> REQUIREMENT: Rewrite all of the lines below, swapping "UI element lookup" for "Interface element search" everywhere it appears and leaving the rest untouched.

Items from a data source
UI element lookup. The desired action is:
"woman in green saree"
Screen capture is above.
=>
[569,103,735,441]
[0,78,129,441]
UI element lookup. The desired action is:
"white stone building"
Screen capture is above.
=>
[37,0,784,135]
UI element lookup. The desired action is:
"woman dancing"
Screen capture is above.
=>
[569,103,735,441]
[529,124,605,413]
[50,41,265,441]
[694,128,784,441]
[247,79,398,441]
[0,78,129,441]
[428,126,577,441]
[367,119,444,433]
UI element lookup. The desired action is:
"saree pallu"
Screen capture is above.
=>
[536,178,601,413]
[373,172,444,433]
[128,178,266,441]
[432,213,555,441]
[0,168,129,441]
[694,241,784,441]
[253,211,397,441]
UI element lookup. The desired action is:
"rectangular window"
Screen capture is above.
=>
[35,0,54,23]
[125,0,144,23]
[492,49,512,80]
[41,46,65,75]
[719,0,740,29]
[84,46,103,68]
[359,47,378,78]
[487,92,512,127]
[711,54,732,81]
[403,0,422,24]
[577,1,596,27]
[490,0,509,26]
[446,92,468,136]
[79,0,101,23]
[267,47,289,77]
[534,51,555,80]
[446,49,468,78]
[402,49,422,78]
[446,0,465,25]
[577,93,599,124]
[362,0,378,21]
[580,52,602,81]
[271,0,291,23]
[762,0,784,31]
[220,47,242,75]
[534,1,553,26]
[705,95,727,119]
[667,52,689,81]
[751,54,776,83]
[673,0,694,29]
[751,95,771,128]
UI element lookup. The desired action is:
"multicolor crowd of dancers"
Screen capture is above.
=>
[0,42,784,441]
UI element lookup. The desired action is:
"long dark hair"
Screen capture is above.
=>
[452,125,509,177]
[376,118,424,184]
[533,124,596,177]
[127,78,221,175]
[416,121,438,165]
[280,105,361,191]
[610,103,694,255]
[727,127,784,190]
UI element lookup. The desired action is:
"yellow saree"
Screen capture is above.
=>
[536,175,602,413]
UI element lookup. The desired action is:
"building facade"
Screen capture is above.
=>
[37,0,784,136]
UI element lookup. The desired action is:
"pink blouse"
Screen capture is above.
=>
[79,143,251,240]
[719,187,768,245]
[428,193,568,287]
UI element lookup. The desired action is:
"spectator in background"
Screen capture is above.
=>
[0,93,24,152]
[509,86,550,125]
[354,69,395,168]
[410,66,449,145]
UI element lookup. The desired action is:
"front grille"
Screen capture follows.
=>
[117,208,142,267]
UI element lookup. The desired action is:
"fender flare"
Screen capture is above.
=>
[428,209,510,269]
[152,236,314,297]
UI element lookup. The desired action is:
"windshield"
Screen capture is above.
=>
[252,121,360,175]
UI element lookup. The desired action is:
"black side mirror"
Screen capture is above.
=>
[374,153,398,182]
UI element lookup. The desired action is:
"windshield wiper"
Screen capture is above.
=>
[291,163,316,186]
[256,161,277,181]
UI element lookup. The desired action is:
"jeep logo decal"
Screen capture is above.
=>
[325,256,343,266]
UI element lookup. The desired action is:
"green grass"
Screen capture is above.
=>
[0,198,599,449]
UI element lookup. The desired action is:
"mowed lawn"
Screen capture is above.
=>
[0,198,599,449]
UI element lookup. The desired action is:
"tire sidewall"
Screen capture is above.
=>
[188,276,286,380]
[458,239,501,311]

> WRITTEN SOLUTION:
Interface element search. The desired action is:
"woman in green saree"
Screen capture is above.
=>
[569,103,735,441]
[0,78,129,441]
Interface element search. The desired action is:
"white stone building"
Screen capture is above.
=>
[37,0,784,135]
Interface element search. The desired action is:
"woman dancing"
Screen capture is above.
=>
[569,103,735,441]
[529,124,605,413]
[50,41,265,441]
[694,128,784,441]
[247,79,398,441]
[0,78,129,441]
[428,126,577,441]
[367,119,444,433]
Interface element search. The desired action is:
"saree pallu"
Screen capture is above.
=>
[536,178,601,413]
[373,172,444,433]
[128,178,266,441]
[432,213,555,441]
[0,168,129,441]
[694,241,784,441]
[253,211,397,441]
Interface element search. The desired action is:
"rectangular window"
Screen capture is above.
=>
[35,0,54,23]
[125,0,144,23]
[492,49,512,80]
[41,46,65,75]
[719,0,740,29]
[84,46,103,68]
[359,47,378,78]
[487,92,512,127]
[711,54,732,81]
[403,0,422,24]
[577,1,596,27]
[490,0,509,26]
[446,92,468,136]
[79,0,101,23]
[267,47,289,77]
[534,51,555,80]
[446,49,468,78]
[402,49,422,78]
[446,0,465,25]
[577,93,599,124]
[362,0,378,21]
[580,52,602,81]
[271,0,291,23]
[762,0,784,31]
[220,47,242,75]
[534,1,553,26]
[705,95,727,119]
[667,52,689,81]
[751,54,776,83]
[673,0,694,29]
[751,95,771,128]
Interface element search. The desired action is:
"multicolor crowd of dancers"
Screen capture is above.
=>
[0,42,784,441]
Interface element search. The desired action is:
"long dark hair"
Screen capture is above.
=>
[452,125,509,177]
[376,118,424,184]
[533,124,596,177]
[127,78,221,175]
[416,121,438,165]
[280,105,361,191]
[610,103,694,255]
[727,127,784,190]
Interface element search. The desired action is:
"yellow saree"
Screen capture is above.
=>
[536,175,602,413]
Interface element search. The desired action is:
"building facade"
Screen capture is above.
=>
[37,0,784,136]
Interface element search. The desired action is:
"pink blouse"
Screen capture is above.
=>
[79,143,251,240]
[719,187,768,245]
[428,193,568,287]
Interface element search. The desired action is:
"spectator in background"
Screen capture is above.
=>
[0,93,24,152]
[509,86,550,125]
[354,69,395,168]
[410,66,449,145]
Interface element search. The desired action is:
"front grille"
Screen capture follows.
=>
[117,208,142,267]
Interface element search. The desired action is:
"fender flare"
Screen capture is above.
=>
[428,209,510,269]
[152,236,314,297]
Interface element search. The desired action is:
"windshield"
Screen capture is above.
=>
[252,121,360,175]
Interface element search. The desired action is:
"black side mirror"
Screen capture is above.
=>
[374,153,398,182]
Interface element search. The desired action is:
"windshield wiper"
Screen capture is above.
=>
[291,163,316,186]
[256,161,277,181]
Interface element search. The desired action is:
"jeep logo decal"
Screen capture is above.
=>
[325,256,343,266]
Interface element search. The desired action is:
"green grass"
Screen capture is above.
=>
[0,198,599,449]
Interface element search. The desired action is:
"mowed lawn"
Screen capture is above.
=>
[0,198,599,449]
Interface element search. The desired action is:
"tire sidewall"
Screen capture is above.
=>
[188,276,286,380]
[458,239,501,311]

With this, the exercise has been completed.